SOURCE TEXT
:::

Jan Carstenszoon or more commonly Jan Carstensz  was a 17th-century Dutch explorer. In 1623, Carstenszoon was commissioned by the Dutch East India Company to lead an expedition to the southern coast of New Guinea and beyond, to follow up the reports of land sighted further south in the 1606 voyages of Willem Janszoon in the Duyfken.

Setting sail from Ambon in the Dutch East Indies with two ships, the yacht Pera (captained by Carstenszoon) and Arnhem (captained by Willem Joosten van Colster), the ships travelled along the south coast of New Guinea, then headed south to Cape York Peninsula and the Gulf of Carpentaria. On 14 April 1623, Cape Keerweer was passed. Landing in search of fresh water for his stores, Carstenszoon encountered a party of the local indigenous Australian inhabitants. Carstenszoon described them as "poor and miserable looking people" who had "no knowledge of precious metals or spices".

:::

WRITTEN REQUEST A
In the text on Jan Carstenszoon, which ship did Carstenszoon himself captain?
WRITTEN REQUEST B
Please list every ship named in the text on Jan Carstenszoon.

PROVIDED MATERIAL
:::

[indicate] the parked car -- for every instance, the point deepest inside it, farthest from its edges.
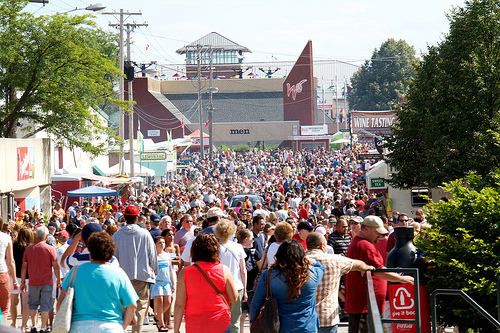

:::

EXERCISE SOLUTION A
The yacht Pera.

EXERCISE SOLUTION B
Duyfken, Pera, Arnhem